» INSTRUCTION: Which lines in the data below contain the string "pedestal"? Copy out each of them.

» STORED DATA:
[start]

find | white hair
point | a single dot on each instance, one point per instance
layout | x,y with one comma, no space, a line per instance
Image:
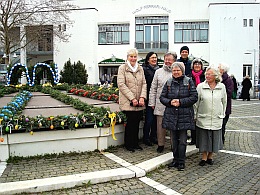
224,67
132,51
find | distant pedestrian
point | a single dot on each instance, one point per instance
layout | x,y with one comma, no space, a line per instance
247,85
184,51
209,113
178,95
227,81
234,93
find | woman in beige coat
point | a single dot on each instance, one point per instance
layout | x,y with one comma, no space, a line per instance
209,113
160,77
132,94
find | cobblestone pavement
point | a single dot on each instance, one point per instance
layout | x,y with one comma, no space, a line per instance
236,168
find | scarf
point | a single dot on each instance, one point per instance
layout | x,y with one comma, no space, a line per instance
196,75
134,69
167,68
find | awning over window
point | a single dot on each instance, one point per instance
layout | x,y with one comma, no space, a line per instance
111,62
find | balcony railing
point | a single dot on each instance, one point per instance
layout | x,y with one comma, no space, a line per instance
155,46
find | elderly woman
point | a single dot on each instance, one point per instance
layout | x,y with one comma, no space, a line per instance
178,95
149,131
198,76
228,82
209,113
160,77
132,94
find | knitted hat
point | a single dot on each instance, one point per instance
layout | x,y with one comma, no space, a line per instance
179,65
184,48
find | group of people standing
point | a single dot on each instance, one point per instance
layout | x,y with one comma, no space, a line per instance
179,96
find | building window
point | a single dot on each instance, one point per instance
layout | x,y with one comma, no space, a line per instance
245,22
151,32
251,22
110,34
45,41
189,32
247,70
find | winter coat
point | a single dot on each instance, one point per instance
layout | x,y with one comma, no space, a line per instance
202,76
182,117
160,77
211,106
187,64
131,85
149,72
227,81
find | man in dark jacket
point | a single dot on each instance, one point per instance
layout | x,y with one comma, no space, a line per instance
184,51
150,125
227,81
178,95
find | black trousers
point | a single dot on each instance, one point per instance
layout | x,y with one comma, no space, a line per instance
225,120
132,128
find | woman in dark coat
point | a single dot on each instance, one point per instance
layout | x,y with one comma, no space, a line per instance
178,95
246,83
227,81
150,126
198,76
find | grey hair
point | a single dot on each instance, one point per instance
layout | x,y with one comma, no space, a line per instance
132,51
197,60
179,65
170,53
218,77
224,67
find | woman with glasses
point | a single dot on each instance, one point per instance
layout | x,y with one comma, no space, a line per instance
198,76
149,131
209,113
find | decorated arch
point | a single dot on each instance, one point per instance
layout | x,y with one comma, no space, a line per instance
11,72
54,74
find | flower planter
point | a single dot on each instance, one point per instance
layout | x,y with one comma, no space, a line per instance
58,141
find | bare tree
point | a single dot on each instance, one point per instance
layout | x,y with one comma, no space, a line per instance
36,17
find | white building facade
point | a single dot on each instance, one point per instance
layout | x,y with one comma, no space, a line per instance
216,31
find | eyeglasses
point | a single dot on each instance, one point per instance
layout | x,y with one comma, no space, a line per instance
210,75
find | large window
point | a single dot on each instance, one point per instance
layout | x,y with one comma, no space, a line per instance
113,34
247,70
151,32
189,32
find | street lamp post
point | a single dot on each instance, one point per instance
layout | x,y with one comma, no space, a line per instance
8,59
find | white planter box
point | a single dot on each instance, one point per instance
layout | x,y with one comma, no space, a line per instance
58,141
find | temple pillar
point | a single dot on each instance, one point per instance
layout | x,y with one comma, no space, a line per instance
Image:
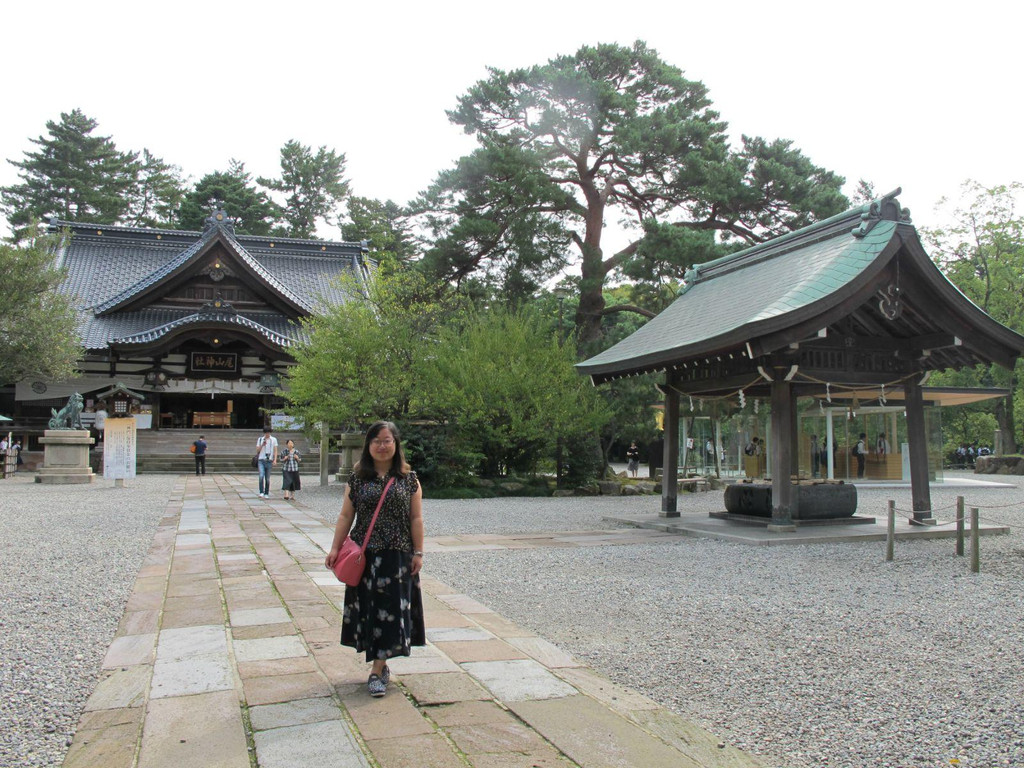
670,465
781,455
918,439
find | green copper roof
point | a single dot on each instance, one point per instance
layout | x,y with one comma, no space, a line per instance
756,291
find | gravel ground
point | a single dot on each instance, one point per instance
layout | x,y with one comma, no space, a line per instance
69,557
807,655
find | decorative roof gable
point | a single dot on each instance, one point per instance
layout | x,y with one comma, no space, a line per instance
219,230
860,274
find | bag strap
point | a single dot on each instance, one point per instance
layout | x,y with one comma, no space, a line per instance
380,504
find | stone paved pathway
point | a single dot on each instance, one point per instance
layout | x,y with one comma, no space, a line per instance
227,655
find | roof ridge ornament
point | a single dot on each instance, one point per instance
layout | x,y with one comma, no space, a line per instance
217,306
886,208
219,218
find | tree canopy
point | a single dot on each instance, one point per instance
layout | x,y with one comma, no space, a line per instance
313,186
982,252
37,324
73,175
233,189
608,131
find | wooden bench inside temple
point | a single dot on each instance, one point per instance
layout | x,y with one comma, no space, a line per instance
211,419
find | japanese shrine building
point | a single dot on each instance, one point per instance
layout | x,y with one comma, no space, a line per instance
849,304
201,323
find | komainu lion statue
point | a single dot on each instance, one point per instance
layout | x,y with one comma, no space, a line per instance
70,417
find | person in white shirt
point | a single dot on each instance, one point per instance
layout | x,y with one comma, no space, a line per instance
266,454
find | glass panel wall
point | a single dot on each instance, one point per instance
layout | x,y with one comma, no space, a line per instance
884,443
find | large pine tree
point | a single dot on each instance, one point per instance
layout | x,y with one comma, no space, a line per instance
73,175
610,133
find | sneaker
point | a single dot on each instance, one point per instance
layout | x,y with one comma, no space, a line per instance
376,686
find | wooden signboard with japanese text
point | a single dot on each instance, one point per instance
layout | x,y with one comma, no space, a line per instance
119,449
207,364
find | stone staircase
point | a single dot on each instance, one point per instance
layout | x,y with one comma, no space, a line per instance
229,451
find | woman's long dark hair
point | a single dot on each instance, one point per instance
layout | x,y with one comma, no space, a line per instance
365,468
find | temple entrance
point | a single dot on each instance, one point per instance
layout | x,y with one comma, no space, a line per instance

[end]
[start]

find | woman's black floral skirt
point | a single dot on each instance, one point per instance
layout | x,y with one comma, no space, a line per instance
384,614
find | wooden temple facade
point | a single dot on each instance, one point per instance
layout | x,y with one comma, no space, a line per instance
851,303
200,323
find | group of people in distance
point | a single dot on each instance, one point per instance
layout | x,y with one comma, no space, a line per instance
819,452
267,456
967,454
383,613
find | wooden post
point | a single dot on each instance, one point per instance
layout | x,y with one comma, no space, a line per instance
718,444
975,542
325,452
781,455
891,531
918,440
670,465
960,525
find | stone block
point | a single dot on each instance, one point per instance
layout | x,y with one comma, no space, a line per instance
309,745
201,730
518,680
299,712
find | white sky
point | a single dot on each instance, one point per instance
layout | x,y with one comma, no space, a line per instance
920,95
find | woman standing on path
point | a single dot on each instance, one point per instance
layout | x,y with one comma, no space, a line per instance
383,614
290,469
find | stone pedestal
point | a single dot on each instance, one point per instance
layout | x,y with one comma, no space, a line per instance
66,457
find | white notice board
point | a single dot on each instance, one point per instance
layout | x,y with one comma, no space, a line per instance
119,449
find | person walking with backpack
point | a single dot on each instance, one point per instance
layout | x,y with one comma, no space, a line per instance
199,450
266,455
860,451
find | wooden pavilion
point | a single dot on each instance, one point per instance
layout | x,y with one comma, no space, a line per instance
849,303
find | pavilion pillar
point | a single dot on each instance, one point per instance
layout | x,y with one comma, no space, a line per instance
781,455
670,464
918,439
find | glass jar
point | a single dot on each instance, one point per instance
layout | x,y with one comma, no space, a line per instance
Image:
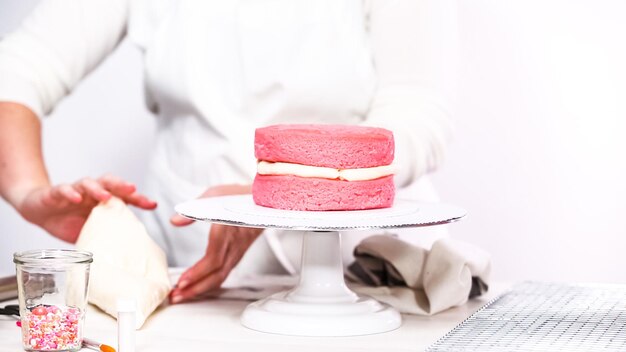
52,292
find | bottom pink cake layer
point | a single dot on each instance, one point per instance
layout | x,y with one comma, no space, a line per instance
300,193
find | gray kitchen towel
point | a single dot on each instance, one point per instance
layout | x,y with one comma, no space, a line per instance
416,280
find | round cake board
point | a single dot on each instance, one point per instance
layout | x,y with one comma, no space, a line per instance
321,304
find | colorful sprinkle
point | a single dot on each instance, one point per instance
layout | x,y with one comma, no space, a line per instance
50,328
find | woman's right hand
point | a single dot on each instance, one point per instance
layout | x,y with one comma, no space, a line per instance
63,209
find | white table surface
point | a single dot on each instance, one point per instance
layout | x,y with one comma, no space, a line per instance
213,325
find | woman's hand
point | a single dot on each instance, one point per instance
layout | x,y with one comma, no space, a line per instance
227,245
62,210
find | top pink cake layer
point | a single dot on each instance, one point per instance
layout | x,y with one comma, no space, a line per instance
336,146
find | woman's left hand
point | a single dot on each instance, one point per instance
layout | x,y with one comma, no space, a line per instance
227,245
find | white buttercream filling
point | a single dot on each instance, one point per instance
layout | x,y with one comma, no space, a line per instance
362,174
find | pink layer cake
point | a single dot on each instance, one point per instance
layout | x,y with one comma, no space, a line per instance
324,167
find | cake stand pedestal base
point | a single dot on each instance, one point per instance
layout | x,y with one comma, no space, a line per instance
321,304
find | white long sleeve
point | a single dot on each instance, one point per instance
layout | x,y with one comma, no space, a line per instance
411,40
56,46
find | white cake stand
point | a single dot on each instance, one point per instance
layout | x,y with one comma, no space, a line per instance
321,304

[end]

» OUTPUT OF THE EXERCISE:
find | stone pedestal
find | cake stand pedestal base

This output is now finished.